## SOURCE EXTRACT
____

I remember when I was in the blueberry costume, rather than have me get out and back into the costume Mel Stuart left me in the suit hanging from the rafters while we broke for lunch. He gave a crew member instructions to turn me 180 degrees every five minutes. So for five minutes I’m looking up at the ceiling, the next five minutes I’m looking at the floor.
MG: How long did it take to film that scene?
DN: A whole day of filming. Eight hours. The day before they had me lay down on a piece of paper and they did a tracing of my body. The next day I come in and there is a giant Styrofoam ball with a place for my body in the middle. It was like an Oreo. So they put me inside the ball. And after five hours of flapping my arms, I was pissed off! If you look at my face in the film, I am not acting…I’m pissed. And those damn Oompa Loompas did not have their blueberry drivers license so every time they’d try to push me out the door they’d lose control and I’d slam into the door frame. Every time it would happen I’d hear Mel yell, “Cut! Do it again.” And I’d think to myself, “you sons of bitches!” Watch the film…by the 32nd take I’m looking at these little guys and thinking “look here, ass holes, if we don’t clear that door frame I’m making you shorter then you already are!”
MG: What do you think about the Tim Burton/Johnny Depp remakes for Willy Wonka and now the confirmed “Dark Shadows” remake?
DN: That Johnny Depp is always on my tail. He’s trying to follow my life. He must ask himself what else can I do that Denise Nickerson did? It’s obvious that he’s trying to mirror my career! (laughs) The local television station filmed me going to the theatre to see it and talked to me afterwards. The Denver Post found out that the girl who plays Violet in the remake was also from Denver so they ran a story stating that Denver has cornered the market on blueberries.

____

## DATASET CONTENT
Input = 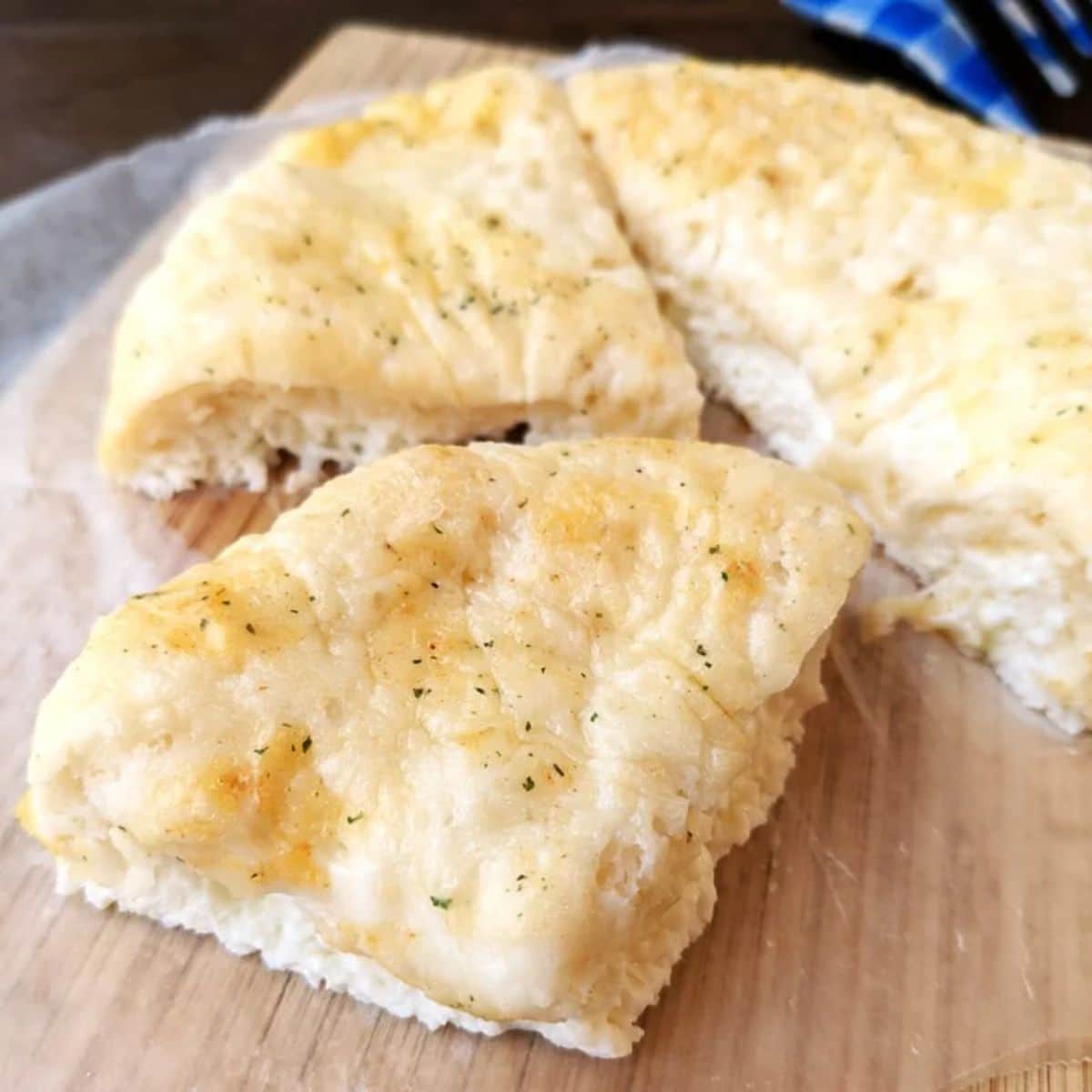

____

Reproduce the interview word for word, starting at "MG: What do" and ending at "market on blueberries.".

## PROBLEM SOLUTION
MG: What do you think about the Tim Burton/Johnny Depp remakes for Willy Wonka and now the confirmed “Dark Shadows” remake?
DN: That Johnny Depp is always on my tail. He’s trying to follow my life. He must ask himself what else can I do that Denise Nickerson did? It’s obvious that he’s trying to mirror my career! (laughs) The local television station filmed me going to the theatre to see it and talked to me afterwards. The Denver Post found out that the girl who plays Violet in the remake was also from Denver so they ran a story stating that Denver has cornered the market on blueberries.